*Listing:*
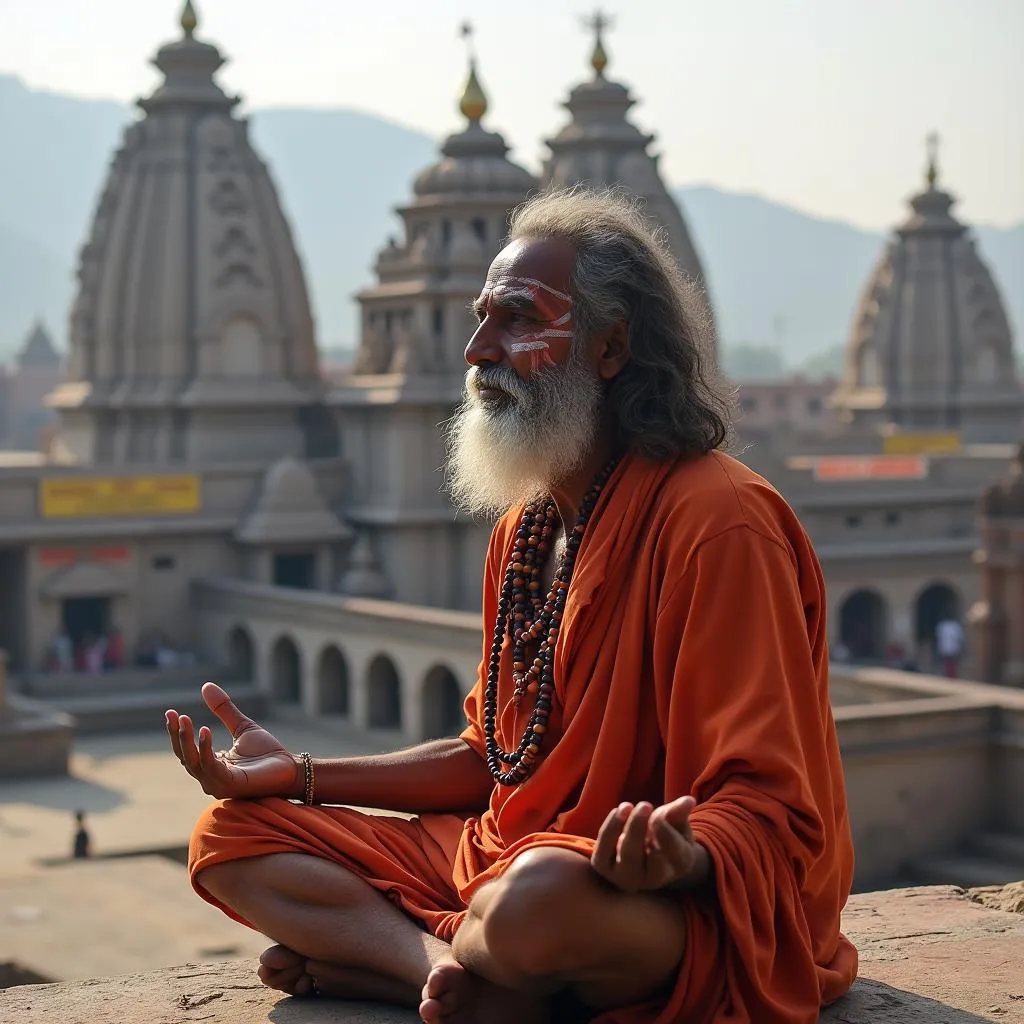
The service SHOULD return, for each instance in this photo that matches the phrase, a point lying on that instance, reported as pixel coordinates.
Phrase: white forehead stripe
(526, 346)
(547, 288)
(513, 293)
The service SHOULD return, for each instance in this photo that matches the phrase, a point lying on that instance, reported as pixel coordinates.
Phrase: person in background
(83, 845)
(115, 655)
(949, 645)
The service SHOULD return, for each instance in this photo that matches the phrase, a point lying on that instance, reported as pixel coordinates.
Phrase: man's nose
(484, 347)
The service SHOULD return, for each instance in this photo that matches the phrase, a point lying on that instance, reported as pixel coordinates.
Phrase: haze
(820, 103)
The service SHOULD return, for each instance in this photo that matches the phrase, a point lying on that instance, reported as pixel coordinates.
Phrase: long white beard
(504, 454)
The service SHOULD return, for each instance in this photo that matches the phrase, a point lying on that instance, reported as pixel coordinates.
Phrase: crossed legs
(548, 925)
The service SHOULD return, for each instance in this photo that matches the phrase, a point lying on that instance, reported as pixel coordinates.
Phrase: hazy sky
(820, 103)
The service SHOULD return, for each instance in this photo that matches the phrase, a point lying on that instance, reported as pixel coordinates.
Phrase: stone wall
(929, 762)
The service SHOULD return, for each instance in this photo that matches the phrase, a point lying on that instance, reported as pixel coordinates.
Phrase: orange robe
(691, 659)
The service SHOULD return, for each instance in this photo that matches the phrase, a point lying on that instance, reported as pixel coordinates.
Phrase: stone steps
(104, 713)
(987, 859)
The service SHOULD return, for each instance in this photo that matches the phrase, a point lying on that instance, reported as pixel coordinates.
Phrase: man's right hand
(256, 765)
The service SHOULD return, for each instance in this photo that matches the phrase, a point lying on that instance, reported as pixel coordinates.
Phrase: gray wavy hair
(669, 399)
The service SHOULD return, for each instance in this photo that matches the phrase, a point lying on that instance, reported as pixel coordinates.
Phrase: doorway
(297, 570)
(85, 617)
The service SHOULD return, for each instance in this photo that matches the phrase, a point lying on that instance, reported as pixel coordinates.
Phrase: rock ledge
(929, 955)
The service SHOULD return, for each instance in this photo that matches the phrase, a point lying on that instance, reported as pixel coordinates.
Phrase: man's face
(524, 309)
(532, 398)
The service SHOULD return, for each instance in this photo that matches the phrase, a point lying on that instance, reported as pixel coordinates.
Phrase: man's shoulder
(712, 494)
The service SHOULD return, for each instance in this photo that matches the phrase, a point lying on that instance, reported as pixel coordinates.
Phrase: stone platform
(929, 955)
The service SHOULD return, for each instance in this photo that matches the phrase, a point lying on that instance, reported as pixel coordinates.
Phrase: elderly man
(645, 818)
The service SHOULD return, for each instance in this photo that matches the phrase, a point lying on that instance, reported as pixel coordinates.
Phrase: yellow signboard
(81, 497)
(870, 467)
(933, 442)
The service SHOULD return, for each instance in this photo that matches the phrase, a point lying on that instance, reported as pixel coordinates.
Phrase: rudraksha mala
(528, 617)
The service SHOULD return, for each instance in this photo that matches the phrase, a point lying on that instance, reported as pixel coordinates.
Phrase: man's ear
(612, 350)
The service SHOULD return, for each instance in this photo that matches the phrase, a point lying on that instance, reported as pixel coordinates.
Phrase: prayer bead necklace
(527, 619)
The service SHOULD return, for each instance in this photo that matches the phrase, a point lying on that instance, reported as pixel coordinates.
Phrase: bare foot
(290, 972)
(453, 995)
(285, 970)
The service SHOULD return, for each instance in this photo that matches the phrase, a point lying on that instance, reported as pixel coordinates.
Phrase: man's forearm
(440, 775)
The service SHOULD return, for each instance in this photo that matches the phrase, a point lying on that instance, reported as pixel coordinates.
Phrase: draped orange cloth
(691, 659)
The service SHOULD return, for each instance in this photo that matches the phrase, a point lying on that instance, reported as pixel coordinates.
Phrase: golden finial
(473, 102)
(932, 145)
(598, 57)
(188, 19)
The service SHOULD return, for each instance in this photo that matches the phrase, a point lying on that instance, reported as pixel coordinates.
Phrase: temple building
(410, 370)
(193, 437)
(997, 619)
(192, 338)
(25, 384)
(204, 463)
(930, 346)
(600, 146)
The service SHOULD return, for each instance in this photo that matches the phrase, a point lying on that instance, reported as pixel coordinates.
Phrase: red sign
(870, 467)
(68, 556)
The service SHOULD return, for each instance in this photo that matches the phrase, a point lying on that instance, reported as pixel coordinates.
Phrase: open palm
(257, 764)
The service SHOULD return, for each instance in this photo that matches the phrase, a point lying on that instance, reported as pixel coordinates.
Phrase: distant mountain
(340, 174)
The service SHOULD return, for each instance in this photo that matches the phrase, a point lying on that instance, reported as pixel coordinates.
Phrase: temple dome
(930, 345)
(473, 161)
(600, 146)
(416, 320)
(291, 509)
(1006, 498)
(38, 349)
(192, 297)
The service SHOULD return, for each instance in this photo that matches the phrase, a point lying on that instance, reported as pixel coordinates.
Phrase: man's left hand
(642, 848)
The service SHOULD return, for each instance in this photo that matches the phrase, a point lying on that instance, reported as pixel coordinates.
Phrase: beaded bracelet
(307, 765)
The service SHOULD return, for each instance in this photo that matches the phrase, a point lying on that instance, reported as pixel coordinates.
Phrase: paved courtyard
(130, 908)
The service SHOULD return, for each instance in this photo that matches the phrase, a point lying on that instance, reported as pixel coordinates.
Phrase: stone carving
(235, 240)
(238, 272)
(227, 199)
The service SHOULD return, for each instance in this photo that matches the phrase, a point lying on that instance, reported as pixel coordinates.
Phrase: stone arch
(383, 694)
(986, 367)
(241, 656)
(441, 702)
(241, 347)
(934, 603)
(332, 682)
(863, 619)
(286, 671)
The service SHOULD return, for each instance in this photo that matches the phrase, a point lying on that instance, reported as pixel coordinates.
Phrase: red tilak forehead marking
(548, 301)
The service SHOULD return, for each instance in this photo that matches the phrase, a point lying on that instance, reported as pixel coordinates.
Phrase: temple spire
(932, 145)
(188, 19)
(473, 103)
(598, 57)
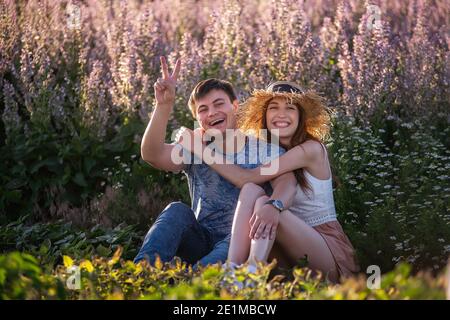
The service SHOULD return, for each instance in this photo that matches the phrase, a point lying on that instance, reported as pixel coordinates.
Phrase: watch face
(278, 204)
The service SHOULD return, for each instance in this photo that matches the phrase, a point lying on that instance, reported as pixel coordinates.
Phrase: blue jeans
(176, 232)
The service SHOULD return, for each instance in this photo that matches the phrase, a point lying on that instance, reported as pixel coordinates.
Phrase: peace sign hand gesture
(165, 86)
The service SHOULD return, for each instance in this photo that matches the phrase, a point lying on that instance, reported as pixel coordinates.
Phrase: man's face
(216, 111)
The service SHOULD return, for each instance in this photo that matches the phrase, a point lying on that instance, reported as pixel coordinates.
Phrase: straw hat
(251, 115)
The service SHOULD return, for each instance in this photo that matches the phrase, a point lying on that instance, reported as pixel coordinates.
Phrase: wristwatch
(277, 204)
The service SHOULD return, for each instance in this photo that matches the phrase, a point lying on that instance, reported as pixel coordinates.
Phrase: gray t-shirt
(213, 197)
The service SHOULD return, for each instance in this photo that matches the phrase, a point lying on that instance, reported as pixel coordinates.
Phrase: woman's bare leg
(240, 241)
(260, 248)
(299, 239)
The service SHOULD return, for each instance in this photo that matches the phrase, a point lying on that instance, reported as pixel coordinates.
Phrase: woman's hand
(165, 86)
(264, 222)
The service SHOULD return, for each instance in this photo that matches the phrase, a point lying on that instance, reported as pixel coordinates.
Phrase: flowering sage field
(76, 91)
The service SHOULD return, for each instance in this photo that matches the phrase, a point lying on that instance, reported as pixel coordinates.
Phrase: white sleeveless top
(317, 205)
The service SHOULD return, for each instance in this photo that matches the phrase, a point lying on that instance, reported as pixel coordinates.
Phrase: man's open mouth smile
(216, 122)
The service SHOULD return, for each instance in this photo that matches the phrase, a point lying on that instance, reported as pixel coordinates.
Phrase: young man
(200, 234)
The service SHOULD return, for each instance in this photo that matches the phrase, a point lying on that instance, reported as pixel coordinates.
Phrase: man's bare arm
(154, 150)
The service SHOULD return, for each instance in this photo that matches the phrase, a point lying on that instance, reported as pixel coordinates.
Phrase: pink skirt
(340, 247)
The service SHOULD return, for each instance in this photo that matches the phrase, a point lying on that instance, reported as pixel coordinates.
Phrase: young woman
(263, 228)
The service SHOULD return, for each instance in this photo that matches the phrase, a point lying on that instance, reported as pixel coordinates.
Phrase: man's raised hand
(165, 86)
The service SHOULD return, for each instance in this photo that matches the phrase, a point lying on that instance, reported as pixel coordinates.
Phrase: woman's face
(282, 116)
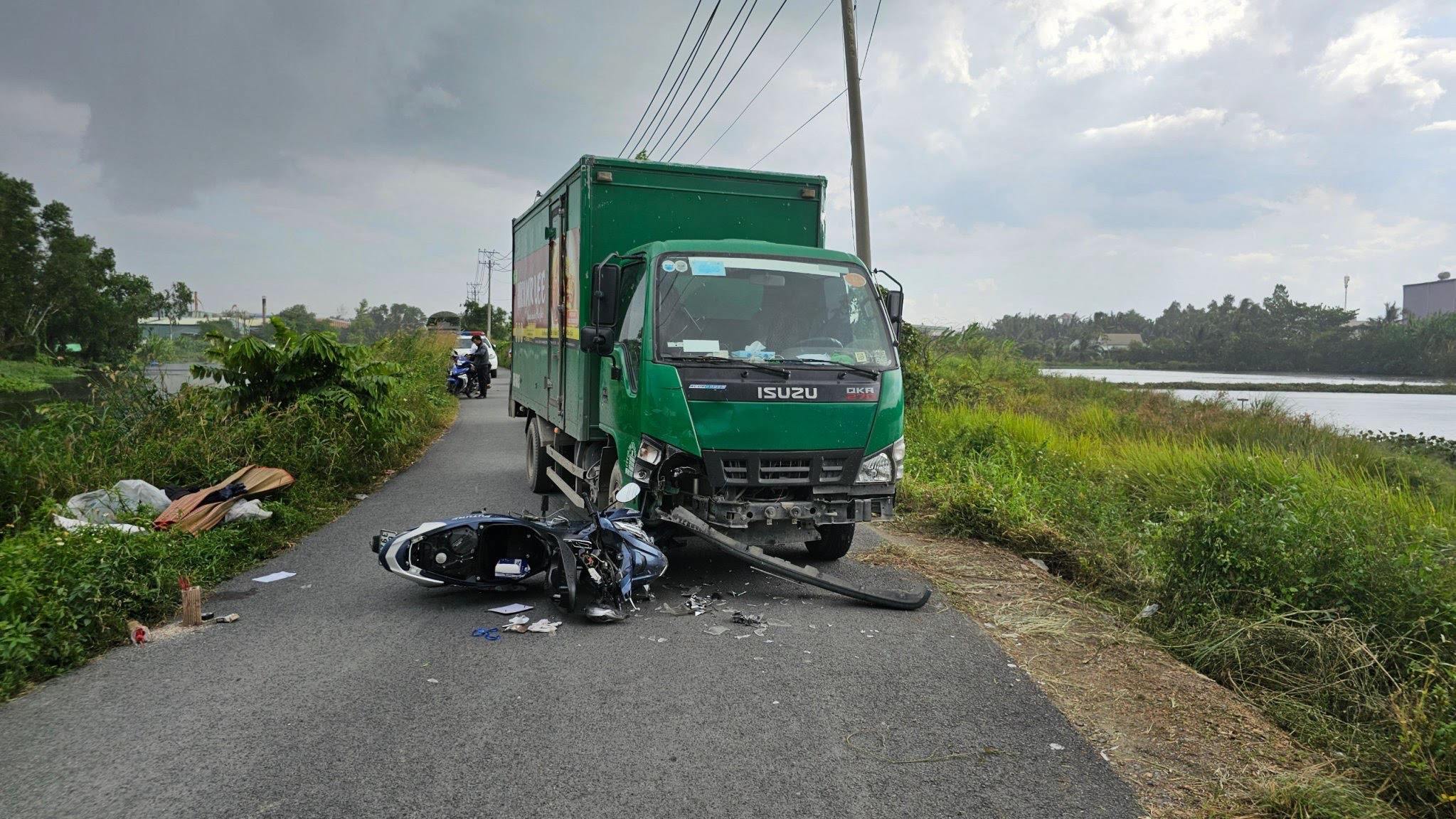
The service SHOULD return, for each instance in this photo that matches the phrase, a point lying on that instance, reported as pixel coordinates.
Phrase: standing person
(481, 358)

*To do:*
Locate every line in the records containing the word "bare" and copy each of those lines in full, treating uppercase and lowercase as different.

*Answer:*
Phrase: bare foot
Phrase: woman's bare leg
Phrase: man's bare arm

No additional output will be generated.